> **Given passage**
* * * *
The real Jane Shore

‘Thou rascal beadle, hold thy bloody hand

Why dost thou lash that whore?  Strip thy own back

Thou hotly lusts to use her in that kind

For which thou whip’st her’ (Shakespeare 1159)

Elizabeth “Jane” Shore {1445-1527}, who was a long-term mistress of King Edward IV, is certainly an interesting historical figure.  After his death, she and her new paramour Baron William Hastings, fell foul of the new administration under his brother Richard III.  She has been somewhat vilified by Shakespeare.  He shows towards her a misogyny which is quite uncharacteristic of the Bard, with his large cast of strong, powerful heroines.

He first praises her, as part of Richard’s famous ‘we speak no treason’ speech, gossiping about the king and queen.  He says of his brother’s mistress:

‘We say that Shore’s wife hath a pretty foot,

A cherry lip, a bonny eye, a passing pleasing tongue’ (Shakespeare 746)

Shakespeare then begins to sound like a medieval morality play, with the words he puts in Richard’s mouth next.  Good to know that it was a family show down at the Globe.

GLOUCESTER: ‘Nought to do with Mistress Shore!

I tell thee, fellow,

He that doth naught with her, excepting one

Were best to do it secretly alone’.

BRAKENBURY: ‘What one, my lord?’

GLOUCESTER: ‘Her husband, knave!  Wouldst thou betray me?’ {Shakespeare 746}

The next scene where Jane Shore is mentioned, is the highly dramatic one where Richard, now consolidating his hold on the kingdom, accuses his rivals the queen, Jane, and her lover Lord Hastings of plotting against him.   They are accused of witchcraft, which was then a serious capital crime, as was his other accusation of being traitors.
* * * *
> **Objectives**
(A) Summarize the piece on Jane Shore in two sentences.
(B) Answer these questions from the piece on Jane Shore:
(i) Which king was Jane Shore a long-term mistress of?
(ii) In the exchange with Brakenbury, whom does Gloucester name as the "one" exception?
(iii) Besides being traitors, what are the queen, Jane and Lord Hastings accused of?
(C) Reproduce everything in the piece on Jane Shore from "He first praises" down to "with Mistress Shore!".

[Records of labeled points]
* * * *
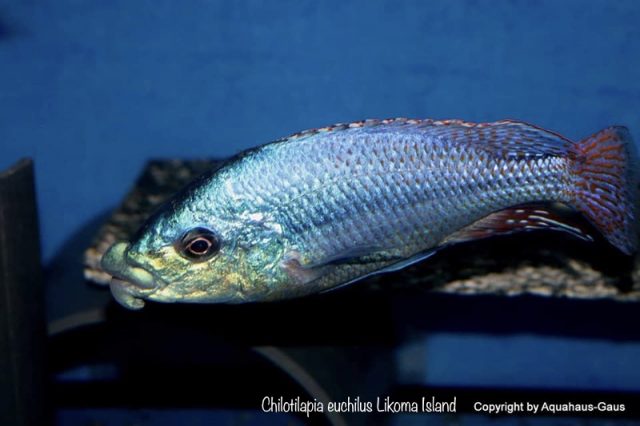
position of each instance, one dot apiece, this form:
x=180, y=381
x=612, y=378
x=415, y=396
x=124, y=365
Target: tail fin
x=607, y=185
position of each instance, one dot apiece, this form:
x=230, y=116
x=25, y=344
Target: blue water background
x=92, y=90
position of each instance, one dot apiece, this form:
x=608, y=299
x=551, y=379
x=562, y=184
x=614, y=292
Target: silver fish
x=330, y=206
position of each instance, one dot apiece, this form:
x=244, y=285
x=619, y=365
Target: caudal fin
x=606, y=185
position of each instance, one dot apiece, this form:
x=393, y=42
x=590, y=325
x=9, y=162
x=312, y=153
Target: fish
x=327, y=207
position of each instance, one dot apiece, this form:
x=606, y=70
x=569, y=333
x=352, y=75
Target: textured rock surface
x=548, y=264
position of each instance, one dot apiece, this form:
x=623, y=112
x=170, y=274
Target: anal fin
x=520, y=218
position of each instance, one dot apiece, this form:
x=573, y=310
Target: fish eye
x=198, y=244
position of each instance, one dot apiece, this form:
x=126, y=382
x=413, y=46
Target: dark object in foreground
x=22, y=314
x=542, y=263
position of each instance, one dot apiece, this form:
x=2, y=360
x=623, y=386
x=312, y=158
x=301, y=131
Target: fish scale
x=325, y=207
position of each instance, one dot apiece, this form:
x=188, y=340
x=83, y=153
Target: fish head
x=186, y=253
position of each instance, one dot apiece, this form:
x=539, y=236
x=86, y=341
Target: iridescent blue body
x=326, y=207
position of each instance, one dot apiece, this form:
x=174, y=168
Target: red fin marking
x=517, y=219
x=606, y=185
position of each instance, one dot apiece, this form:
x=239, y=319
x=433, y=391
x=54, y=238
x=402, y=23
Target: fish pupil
x=200, y=246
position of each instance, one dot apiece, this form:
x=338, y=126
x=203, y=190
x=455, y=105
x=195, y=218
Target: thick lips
x=129, y=283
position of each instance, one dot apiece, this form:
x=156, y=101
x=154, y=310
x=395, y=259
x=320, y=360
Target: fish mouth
x=130, y=283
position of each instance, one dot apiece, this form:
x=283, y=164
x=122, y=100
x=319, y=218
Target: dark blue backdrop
x=92, y=90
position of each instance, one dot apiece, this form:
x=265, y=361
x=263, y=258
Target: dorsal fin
x=517, y=219
x=509, y=138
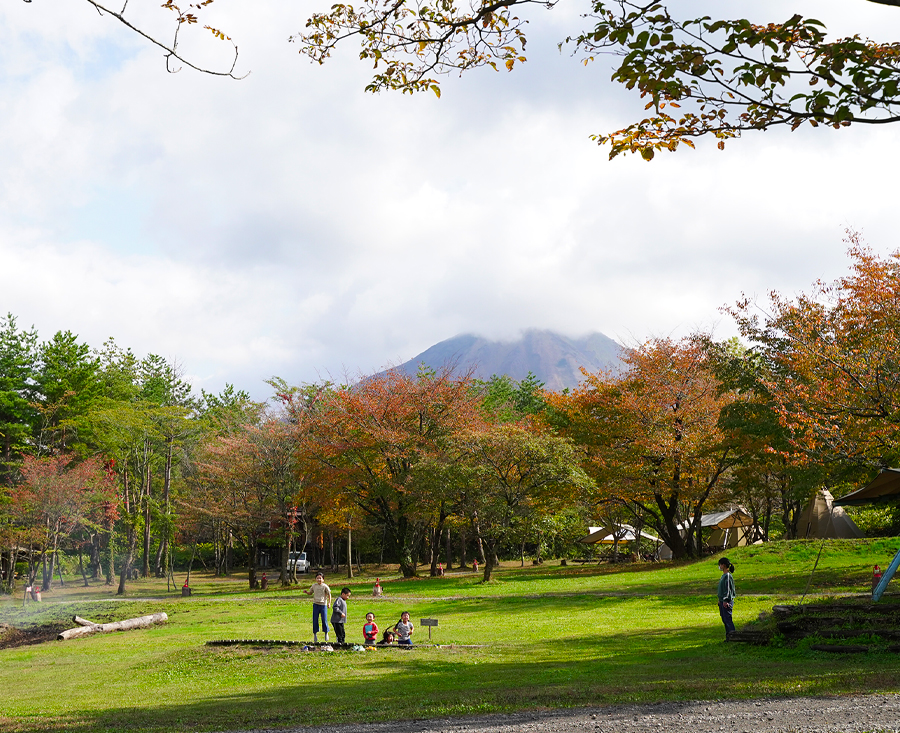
* * * *
> **Written answers**
(A) Elizabeth "Jane" Shore (1445-1527), a long-term mistress of King Edward IV, fell foul of the new administration under Richard III after Edward's death, along with her new paramour Baron William Hastings. Shakespeare vilified her with a misogyny uncharacteristic of him, first praising her in Richard's 'we speak no treason' speech and later having Richard accuse her, the queen and Hastings of witchcraft and of being traitors.

(B)
(i) King Edward IV
(ii) Her husband
(iii) Witchcraft

(C)
He first praises her, as part of Richard’s famous ‘we speak no treason’ speech, gossiping about the king and queen.  He says of his brother’s mistress:

‘We say that Shore’s wife hath a pretty foot,

A cherry lip, a bonny eye, a passing pleasing tongue’ (Shakespeare 746)

Shakespeare then begins to sound like a medieval morality play, with the words he puts in Richard’s mouth next.  Good to know that it was a family show down at the Globe.

GLOUCESTER: ‘Nought to do with Mistress Shore!